* start EXERCISE INPUT *

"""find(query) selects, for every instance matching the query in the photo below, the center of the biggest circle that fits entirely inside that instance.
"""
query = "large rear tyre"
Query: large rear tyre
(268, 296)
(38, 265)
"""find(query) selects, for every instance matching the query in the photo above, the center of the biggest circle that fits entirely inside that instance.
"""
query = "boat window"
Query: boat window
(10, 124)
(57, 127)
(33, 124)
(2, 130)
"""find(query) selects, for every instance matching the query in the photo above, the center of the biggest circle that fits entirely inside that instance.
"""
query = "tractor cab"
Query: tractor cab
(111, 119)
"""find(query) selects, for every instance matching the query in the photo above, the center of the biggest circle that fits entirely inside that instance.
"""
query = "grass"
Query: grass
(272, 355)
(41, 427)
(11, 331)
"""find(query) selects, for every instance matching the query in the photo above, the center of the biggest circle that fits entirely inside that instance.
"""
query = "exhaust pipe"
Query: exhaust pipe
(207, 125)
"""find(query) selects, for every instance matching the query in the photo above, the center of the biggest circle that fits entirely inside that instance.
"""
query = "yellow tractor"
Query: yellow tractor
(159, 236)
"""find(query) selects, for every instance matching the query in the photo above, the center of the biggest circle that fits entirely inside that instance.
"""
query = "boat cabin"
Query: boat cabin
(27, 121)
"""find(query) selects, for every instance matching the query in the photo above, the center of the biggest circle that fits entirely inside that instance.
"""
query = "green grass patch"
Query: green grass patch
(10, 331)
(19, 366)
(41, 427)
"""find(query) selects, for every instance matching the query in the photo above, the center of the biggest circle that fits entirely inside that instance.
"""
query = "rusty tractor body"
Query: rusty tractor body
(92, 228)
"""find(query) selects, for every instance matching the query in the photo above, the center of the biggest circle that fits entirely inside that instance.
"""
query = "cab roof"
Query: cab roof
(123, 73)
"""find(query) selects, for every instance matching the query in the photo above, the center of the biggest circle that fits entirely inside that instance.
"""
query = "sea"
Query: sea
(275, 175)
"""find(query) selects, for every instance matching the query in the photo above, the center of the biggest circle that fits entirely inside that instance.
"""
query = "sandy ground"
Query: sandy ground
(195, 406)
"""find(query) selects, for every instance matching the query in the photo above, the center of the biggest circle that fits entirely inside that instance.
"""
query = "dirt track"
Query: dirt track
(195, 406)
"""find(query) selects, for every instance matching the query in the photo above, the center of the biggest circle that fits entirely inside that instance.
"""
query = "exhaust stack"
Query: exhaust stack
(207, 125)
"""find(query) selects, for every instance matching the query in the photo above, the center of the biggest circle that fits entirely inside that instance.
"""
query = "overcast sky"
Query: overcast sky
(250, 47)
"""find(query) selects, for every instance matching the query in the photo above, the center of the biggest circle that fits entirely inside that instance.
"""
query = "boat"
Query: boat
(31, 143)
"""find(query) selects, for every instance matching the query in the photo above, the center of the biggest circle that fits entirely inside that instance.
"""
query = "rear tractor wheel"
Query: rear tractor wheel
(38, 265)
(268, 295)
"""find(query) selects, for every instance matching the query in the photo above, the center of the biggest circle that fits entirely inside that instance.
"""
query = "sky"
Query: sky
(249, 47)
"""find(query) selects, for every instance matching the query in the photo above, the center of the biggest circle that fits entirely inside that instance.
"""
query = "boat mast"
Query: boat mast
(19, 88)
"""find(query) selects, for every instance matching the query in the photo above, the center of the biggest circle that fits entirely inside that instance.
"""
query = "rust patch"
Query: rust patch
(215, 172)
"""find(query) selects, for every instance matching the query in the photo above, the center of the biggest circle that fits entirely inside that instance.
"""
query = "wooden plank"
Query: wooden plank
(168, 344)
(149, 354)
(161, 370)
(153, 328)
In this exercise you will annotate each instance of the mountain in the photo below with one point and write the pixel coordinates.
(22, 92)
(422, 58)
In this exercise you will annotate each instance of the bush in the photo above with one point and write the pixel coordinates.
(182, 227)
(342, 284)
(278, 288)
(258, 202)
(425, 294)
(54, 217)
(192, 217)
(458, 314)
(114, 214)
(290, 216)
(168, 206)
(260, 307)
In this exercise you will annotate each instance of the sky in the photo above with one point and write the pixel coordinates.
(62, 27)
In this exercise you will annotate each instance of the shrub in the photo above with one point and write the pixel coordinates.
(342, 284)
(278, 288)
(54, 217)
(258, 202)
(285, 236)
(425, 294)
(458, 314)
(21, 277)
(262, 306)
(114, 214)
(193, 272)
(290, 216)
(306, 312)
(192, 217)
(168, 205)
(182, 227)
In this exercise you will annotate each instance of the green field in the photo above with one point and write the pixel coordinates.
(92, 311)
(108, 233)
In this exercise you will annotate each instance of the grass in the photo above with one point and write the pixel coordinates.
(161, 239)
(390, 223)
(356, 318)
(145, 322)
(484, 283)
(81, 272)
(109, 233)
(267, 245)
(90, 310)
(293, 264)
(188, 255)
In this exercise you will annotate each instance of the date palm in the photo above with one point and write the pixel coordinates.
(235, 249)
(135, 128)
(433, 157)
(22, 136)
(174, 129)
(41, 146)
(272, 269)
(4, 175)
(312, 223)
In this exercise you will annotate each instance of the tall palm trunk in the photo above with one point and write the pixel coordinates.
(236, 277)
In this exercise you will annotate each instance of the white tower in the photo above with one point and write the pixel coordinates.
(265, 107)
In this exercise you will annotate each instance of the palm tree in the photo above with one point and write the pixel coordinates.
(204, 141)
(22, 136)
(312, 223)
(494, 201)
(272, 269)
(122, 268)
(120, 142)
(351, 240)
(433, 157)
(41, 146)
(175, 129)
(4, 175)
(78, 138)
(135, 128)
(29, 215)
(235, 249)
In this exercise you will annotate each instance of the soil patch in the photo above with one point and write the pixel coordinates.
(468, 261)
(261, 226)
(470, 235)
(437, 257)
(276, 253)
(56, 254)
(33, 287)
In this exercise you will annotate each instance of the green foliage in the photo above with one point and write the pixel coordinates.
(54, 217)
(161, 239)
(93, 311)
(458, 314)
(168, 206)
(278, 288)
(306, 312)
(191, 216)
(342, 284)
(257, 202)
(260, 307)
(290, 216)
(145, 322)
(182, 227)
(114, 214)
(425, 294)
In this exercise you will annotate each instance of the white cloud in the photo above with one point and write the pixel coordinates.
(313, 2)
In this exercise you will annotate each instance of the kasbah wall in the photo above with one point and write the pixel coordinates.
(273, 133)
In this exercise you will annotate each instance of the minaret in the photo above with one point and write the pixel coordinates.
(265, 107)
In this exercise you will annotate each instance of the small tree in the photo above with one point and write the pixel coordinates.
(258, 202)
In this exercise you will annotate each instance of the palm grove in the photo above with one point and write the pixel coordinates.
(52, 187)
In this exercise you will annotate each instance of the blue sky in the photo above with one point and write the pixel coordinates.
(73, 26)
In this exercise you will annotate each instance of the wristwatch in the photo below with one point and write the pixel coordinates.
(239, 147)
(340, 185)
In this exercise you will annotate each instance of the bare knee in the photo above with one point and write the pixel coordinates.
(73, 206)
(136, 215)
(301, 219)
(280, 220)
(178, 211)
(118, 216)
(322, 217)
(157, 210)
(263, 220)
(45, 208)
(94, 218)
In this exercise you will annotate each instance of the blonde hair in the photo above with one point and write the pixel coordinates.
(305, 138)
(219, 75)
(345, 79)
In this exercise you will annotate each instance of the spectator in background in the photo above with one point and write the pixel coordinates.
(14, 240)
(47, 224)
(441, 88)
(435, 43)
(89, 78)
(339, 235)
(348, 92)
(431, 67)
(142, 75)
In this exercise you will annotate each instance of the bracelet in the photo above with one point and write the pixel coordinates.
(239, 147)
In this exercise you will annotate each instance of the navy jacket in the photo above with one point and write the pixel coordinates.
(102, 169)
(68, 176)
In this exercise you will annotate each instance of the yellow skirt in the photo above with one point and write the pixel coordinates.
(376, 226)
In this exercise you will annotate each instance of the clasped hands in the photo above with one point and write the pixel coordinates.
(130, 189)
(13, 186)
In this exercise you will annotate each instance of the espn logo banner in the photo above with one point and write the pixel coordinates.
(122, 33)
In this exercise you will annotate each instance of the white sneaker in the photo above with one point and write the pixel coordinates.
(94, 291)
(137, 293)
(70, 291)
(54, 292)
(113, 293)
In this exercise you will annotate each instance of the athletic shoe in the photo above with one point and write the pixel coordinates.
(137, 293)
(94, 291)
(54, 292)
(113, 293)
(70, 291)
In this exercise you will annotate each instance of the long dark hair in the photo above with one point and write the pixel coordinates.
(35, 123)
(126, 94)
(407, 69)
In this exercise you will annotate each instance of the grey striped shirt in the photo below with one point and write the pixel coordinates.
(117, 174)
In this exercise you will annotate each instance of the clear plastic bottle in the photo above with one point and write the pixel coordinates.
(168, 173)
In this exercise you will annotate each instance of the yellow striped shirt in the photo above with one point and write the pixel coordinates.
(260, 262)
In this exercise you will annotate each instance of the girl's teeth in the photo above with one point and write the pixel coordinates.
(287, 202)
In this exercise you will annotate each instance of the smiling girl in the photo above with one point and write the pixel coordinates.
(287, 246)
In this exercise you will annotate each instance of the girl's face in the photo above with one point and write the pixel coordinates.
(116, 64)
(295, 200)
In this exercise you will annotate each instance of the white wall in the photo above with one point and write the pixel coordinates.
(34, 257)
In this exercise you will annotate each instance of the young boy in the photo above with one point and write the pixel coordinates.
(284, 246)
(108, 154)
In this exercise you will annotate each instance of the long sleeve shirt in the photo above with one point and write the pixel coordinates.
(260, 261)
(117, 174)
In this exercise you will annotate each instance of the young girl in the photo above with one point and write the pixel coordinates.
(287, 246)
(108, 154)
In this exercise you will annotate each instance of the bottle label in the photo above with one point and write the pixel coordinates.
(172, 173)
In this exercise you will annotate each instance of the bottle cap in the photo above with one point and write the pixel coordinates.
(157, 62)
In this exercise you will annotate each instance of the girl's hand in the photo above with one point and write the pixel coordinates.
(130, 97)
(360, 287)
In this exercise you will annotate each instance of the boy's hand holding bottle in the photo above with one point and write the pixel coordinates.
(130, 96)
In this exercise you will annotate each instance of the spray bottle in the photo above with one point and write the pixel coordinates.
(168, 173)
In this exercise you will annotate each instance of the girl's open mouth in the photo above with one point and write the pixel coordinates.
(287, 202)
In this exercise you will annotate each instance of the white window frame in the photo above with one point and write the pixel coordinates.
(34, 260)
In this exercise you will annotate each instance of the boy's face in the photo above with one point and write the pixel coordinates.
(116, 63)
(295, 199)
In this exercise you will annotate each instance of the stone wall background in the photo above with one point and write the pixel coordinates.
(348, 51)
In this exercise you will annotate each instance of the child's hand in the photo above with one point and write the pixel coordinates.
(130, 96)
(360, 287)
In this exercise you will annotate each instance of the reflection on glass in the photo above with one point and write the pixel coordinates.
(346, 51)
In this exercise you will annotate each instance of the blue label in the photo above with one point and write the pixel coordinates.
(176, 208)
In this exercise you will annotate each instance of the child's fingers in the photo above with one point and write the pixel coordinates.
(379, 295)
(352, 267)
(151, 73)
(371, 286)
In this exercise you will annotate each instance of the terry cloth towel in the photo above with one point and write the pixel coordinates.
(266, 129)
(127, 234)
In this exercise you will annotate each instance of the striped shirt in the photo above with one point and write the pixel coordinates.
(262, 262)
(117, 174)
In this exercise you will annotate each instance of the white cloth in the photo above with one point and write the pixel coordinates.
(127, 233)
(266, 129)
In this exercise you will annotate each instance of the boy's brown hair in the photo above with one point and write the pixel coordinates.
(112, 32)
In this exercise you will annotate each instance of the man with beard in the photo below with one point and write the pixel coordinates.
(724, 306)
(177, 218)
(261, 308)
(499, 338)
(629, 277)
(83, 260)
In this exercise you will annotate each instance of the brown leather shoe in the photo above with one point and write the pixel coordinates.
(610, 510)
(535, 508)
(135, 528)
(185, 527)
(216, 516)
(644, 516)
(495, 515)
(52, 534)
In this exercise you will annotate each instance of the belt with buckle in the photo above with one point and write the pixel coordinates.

* end EXERCISE INPUT *

Starting with the line that contains "In this exercise you will annotate each instance of the terry", repeat each line through the last one exactly as it appears. Include both ends and nothing more.

**THE RESULT**
In this exercise you will annotate each instance of the terry cloth towel in the photo above with one point and write the pixel coordinates.
(266, 129)
(127, 234)
In this exercise you will annotate each instance of the striped shirt in the photo above with one point and write the pixel coordinates.
(262, 262)
(117, 174)
In this exercise you will annotate each instance of the white cloth in the photo above with one point and write the pixel coordinates.
(127, 233)
(266, 129)
In this exercise you will annotate each instance of the boy's brown hair in the photo above with one point and write the pixel coordinates.
(112, 32)
In this exercise you will annotate each instance of the man with beard in the photo below with one point and write the pixel coordinates.
(724, 306)
(177, 218)
(261, 308)
(499, 338)
(629, 277)
(83, 260)
In this exercise you will annotate each instance of the brown leather shoe in the photo above with one point and write the pixel coordinates.
(610, 510)
(535, 508)
(135, 528)
(185, 527)
(216, 516)
(644, 516)
(495, 515)
(52, 534)
In this exercise you will annotate each instance of the belt with buckle in the photo above with one point and write the pixel coordinates.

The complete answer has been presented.